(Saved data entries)
****************
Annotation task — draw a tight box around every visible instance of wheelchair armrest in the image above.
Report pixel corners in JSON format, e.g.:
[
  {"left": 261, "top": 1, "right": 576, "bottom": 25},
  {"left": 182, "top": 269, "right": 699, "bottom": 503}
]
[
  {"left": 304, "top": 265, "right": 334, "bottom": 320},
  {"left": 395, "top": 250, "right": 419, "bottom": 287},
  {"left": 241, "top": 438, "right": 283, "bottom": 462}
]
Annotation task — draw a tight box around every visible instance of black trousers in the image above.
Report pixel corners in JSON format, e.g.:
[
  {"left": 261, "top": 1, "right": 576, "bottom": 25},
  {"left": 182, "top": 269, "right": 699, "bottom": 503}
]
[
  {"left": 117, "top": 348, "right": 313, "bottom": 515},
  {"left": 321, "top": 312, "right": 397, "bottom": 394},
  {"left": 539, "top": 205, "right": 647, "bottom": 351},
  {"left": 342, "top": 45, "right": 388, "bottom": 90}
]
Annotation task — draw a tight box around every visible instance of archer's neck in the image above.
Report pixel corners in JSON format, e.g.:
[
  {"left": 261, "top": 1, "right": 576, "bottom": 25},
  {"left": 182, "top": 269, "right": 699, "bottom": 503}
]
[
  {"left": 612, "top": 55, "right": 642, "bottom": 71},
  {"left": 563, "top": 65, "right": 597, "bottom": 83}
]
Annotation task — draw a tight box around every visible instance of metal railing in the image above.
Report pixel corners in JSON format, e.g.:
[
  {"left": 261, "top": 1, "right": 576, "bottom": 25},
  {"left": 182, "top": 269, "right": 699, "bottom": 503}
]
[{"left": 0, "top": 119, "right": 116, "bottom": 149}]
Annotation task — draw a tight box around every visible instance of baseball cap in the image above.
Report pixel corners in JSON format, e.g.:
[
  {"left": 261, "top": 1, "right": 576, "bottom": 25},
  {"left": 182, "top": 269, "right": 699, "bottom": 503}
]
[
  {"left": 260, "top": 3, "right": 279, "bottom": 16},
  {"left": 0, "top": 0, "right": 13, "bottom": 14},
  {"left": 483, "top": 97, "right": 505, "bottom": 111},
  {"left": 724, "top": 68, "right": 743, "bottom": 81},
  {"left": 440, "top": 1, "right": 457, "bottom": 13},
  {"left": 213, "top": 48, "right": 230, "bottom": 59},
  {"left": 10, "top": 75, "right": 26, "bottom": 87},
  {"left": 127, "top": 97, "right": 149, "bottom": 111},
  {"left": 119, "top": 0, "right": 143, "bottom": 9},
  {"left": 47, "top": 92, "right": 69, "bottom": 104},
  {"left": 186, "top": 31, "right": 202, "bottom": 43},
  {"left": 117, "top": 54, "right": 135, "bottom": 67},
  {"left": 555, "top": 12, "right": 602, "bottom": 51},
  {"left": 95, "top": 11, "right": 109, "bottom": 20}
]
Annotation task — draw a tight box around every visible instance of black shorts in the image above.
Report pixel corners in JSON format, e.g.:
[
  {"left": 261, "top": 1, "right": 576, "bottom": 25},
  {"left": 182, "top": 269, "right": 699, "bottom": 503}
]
****************
**WORK INSTRUCTION:** Retype the entries. Every line must match exactly.

**EXERCISE RESULT:**
Annotation task — draw a tight box around every visible instance of wheelchair armrest in the image above.
Report pixel corners in JSON format, e.g.:
[
  {"left": 261, "top": 1, "right": 576, "bottom": 25},
  {"left": 182, "top": 269, "right": 699, "bottom": 503}
]
[
  {"left": 304, "top": 265, "right": 334, "bottom": 320},
  {"left": 395, "top": 250, "right": 419, "bottom": 287},
  {"left": 241, "top": 438, "right": 283, "bottom": 462}
]
Annotation task — draw a tight box around every visible instance of black trousers in the image above.
Report pixel corners in JSON format, e.g.:
[
  {"left": 261, "top": 1, "right": 576, "bottom": 25},
  {"left": 182, "top": 269, "right": 699, "bottom": 503}
]
[
  {"left": 117, "top": 348, "right": 313, "bottom": 515},
  {"left": 321, "top": 312, "right": 397, "bottom": 394},
  {"left": 539, "top": 205, "right": 647, "bottom": 351},
  {"left": 342, "top": 45, "right": 388, "bottom": 90}
]
Annotation task — draw a tight box around every visible instance of archer's neck in the image above.
Report pixel corners in JSON format, e.g.:
[
  {"left": 261, "top": 1, "right": 576, "bottom": 25},
  {"left": 182, "top": 269, "right": 699, "bottom": 503}
]
[
  {"left": 612, "top": 55, "right": 642, "bottom": 71},
  {"left": 563, "top": 65, "right": 597, "bottom": 83}
]
Annotation task — draw a tight box around every visible instance of metal railing in the image above.
Report pixel corners in JSON format, e.g.:
[
  {"left": 261, "top": 1, "right": 576, "bottom": 25},
  {"left": 182, "top": 269, "right": 699, "bottom": 503}
]
[{"left": 0, "top": 119, "right": 116, "bottom": 149}]
Annotation task — draw a tight box around every visible instance of baseball cap in the image above.
Report pixel corners in JSON format, e.g.:
[
  {"left": 261, "top": 1, "right": 576, "bottom": 25},
  {"left": 182, "top": 269, "right": 699, "bottom": 503}
]
[
  {"left": 260, "top": 3, "right": 279, "bottom": 16},
  {"left": 0, "top": 0, "right": 13, "bottom": 14},
  {"left": 483, "top": 97, "right": 505, "bottom": 111},
  {"left": 724, "top": 68, "right": 743, "bottom": 81},
  {"left": 440, "top": 1, "right": 457, "bottom": 13},
  {"left": 213, "top": 48, "right": 230, "bottom": 59},
  {"left": 10, "top": 75, "right": 26, "bottom": 87},
  {"left": 127, "top": 97, "right": 149, "bottom": 111},
  {"left": 119, "top": 0, "right": 143, "bottom": 9},
  {"left": 47, "top": 92, "right": 69, "bottom": 104},
  {"left": 186, "top": 31, "right": 202, "bottom": 43},
  {"left": 117, "top": 54, "right": 135, "bottom": 67},
  {"left": 555, "top": 12, "right": 602, "bottom": 51},
  {"left": 95, "top": 11, "right": 109, "bottom": 20}
]
Annotation task — draw a tight box around every visible instance of black shorts in the image above.
Report pixel corners in JSON format, e.g.:
[
  {"left": 261, "top": 1, "right": 576, "bottom": 25},
  {"left": 182, "top": 269, "right": 699, "bottom": 503}
]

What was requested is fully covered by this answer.